**What is being asked:**
The line containing "Per instance of the boat hull, set" opens the span to copy, and the last line of the records below closes it. Write out that span exactly.

**Referring expression pointing data:**

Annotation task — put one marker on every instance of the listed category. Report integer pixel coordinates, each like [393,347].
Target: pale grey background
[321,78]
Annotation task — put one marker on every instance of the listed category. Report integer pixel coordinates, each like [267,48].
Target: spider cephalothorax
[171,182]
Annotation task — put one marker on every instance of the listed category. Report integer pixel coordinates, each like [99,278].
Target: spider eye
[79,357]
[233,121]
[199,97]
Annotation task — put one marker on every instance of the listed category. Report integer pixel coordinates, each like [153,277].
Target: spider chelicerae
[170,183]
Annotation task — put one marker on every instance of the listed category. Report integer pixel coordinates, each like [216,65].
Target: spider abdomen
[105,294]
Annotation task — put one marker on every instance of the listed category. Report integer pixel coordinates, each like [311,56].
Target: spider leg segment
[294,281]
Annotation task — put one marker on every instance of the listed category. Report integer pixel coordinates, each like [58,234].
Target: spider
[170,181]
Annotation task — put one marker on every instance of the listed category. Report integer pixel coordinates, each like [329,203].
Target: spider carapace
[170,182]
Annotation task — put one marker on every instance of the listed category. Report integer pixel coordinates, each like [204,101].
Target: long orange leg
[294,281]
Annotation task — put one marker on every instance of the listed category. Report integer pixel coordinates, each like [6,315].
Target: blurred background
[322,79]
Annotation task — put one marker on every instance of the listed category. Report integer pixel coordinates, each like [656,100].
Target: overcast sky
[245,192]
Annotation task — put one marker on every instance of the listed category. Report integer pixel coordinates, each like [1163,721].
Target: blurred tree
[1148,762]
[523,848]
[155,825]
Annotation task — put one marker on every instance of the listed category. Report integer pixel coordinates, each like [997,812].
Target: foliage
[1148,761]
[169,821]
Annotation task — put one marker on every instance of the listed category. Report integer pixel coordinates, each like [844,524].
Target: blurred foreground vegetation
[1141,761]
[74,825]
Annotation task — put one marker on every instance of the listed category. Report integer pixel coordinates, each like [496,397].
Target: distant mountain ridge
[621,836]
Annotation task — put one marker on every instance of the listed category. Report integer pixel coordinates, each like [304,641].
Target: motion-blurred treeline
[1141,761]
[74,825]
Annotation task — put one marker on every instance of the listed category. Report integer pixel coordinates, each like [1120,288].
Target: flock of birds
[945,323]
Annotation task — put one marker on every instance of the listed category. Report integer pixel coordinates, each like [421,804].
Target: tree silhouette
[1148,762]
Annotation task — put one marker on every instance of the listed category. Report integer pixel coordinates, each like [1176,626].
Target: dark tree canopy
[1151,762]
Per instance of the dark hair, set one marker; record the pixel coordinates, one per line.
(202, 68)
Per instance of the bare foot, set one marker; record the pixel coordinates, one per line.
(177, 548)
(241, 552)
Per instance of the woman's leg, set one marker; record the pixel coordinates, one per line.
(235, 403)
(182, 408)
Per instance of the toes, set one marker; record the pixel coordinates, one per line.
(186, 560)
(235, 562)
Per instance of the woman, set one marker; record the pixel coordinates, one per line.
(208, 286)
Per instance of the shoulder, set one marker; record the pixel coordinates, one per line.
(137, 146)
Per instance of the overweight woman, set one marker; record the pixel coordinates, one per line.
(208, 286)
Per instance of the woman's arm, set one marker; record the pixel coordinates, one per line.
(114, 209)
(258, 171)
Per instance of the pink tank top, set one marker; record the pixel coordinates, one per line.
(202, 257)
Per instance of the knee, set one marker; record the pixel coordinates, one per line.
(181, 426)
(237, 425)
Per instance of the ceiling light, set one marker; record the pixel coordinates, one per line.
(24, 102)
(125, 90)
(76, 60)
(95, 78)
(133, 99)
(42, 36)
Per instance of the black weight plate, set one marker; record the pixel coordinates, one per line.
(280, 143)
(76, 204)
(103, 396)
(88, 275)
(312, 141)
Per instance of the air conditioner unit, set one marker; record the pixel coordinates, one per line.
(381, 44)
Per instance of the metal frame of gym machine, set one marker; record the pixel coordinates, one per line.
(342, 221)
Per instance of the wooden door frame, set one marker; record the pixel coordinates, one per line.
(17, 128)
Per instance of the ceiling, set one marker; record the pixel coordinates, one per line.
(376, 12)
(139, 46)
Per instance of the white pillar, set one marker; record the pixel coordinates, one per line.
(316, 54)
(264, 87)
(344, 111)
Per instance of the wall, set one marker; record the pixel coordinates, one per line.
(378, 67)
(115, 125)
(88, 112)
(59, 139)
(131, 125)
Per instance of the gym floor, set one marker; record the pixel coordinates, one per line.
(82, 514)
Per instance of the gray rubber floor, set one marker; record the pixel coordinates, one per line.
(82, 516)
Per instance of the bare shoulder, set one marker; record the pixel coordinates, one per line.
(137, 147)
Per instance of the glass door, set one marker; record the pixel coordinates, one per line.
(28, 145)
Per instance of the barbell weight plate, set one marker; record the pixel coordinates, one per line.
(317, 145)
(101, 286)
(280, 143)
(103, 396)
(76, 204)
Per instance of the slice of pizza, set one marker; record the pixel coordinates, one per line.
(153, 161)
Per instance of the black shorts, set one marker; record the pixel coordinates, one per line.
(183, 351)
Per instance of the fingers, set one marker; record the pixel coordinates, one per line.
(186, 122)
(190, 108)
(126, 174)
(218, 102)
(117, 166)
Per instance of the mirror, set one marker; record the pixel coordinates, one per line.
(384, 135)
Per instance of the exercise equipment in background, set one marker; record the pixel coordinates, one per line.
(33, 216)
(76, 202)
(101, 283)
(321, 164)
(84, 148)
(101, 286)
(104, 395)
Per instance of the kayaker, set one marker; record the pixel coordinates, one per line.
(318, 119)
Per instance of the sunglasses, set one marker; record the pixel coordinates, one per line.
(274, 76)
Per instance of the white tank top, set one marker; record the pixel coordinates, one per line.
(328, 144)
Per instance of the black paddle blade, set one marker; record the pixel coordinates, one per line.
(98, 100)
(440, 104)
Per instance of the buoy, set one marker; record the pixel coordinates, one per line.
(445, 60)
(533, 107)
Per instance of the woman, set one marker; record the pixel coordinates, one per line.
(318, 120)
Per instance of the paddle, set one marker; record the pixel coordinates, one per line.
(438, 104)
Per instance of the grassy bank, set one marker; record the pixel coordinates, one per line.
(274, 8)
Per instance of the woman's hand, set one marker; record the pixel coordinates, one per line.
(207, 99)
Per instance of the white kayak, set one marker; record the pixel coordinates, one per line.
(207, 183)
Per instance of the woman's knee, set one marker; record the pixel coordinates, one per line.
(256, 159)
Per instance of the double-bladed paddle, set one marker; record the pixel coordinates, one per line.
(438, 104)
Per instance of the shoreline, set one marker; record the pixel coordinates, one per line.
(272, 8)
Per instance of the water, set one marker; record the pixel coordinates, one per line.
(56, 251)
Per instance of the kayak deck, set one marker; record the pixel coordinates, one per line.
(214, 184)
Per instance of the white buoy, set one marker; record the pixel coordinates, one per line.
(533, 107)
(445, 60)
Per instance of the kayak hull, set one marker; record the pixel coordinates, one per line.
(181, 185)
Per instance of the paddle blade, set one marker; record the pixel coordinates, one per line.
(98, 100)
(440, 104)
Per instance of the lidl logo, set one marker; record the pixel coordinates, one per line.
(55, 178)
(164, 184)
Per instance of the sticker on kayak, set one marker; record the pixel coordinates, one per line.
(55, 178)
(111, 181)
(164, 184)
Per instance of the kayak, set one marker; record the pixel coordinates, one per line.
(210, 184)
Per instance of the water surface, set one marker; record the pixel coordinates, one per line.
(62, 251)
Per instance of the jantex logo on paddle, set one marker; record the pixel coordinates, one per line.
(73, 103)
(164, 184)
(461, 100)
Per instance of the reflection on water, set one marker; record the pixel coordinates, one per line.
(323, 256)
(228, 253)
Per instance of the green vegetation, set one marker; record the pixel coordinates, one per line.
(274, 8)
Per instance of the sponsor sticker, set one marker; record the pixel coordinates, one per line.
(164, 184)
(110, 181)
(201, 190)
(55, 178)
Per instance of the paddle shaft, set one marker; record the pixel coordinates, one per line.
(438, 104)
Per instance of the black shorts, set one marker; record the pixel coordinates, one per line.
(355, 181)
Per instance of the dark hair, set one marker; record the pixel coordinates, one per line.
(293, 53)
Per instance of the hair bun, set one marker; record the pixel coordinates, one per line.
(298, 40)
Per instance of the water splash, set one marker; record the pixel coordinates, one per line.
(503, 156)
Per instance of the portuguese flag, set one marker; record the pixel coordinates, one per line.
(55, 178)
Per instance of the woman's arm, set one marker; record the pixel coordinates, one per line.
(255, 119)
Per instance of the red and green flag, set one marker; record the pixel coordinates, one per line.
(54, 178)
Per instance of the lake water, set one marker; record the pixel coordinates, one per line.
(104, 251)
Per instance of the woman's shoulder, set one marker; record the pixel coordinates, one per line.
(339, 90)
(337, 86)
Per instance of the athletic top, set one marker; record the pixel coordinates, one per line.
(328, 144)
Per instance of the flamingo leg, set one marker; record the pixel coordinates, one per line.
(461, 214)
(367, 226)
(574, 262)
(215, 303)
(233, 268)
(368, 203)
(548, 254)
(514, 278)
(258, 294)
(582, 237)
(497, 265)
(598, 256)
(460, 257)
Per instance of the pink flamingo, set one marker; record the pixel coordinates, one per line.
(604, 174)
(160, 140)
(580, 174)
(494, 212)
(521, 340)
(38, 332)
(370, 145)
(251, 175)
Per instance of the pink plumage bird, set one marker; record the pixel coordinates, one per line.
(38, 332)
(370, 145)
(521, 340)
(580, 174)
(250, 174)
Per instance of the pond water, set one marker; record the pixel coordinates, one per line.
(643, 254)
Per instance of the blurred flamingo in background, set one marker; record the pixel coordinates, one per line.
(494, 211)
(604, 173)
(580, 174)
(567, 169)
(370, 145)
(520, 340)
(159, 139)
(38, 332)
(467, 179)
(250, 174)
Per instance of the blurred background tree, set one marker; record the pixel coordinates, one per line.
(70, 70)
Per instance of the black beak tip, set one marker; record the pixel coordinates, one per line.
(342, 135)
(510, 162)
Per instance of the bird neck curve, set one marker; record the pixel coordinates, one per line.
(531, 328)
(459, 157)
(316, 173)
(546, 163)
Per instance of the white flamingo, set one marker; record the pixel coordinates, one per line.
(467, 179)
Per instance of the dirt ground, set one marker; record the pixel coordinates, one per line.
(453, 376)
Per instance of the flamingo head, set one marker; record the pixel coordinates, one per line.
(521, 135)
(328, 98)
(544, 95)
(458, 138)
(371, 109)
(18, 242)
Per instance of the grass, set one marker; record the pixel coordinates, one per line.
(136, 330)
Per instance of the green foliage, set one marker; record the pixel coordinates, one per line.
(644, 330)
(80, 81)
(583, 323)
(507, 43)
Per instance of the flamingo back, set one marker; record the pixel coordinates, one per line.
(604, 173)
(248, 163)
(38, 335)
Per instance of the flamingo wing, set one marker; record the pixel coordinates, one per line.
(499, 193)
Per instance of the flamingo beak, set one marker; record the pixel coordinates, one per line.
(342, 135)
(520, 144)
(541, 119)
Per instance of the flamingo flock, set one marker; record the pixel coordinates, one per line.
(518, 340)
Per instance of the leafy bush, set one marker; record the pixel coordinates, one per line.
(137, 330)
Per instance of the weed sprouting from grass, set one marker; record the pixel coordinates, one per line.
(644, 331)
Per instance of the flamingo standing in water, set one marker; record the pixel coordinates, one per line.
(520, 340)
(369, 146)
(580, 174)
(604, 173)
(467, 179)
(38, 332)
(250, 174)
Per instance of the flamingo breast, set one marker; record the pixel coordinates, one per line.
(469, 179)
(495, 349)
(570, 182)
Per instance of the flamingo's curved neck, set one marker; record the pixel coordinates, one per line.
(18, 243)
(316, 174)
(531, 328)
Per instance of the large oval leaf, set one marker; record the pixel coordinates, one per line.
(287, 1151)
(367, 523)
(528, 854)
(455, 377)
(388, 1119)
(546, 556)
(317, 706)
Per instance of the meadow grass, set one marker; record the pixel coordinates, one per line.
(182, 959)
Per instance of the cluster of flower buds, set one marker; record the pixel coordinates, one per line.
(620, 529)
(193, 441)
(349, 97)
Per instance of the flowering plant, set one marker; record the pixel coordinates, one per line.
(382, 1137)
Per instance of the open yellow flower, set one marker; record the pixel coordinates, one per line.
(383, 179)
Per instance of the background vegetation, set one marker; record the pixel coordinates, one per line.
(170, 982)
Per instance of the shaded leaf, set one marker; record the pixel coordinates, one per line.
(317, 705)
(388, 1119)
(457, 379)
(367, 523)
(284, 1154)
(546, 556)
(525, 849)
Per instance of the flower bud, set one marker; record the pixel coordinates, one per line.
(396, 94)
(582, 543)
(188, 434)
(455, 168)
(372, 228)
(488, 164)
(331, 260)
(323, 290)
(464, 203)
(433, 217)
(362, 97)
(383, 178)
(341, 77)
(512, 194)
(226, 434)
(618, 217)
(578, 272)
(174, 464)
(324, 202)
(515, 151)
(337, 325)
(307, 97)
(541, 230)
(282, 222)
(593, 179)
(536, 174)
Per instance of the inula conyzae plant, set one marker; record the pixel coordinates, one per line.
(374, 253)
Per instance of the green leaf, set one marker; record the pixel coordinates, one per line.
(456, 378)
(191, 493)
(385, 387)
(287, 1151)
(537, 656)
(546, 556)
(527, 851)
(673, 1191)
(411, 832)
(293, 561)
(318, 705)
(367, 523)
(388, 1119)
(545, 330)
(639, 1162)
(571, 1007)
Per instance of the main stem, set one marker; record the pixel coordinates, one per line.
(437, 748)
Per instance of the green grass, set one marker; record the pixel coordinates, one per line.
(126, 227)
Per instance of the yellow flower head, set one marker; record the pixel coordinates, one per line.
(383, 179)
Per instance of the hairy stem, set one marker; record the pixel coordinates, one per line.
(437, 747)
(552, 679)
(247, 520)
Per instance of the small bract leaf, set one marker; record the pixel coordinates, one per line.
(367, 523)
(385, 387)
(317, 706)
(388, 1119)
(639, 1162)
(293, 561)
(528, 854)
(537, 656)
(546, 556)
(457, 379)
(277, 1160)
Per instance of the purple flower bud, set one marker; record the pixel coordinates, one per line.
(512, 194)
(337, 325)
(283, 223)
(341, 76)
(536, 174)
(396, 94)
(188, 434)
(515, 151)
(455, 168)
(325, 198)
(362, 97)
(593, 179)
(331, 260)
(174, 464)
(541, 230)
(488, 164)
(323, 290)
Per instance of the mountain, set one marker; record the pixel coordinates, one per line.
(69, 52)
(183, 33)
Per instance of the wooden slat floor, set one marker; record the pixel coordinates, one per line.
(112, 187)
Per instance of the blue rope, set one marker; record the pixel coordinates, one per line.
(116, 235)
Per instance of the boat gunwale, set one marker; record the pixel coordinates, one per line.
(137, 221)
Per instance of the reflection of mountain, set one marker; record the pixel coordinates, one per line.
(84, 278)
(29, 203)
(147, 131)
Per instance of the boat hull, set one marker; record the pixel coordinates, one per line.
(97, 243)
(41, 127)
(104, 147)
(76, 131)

**Response box:**
Per instance of the boat hull, set one marker; record the pixel coordinates, one per line.
(97, 243)
(41, 127)
(104, 147)
(76, 131)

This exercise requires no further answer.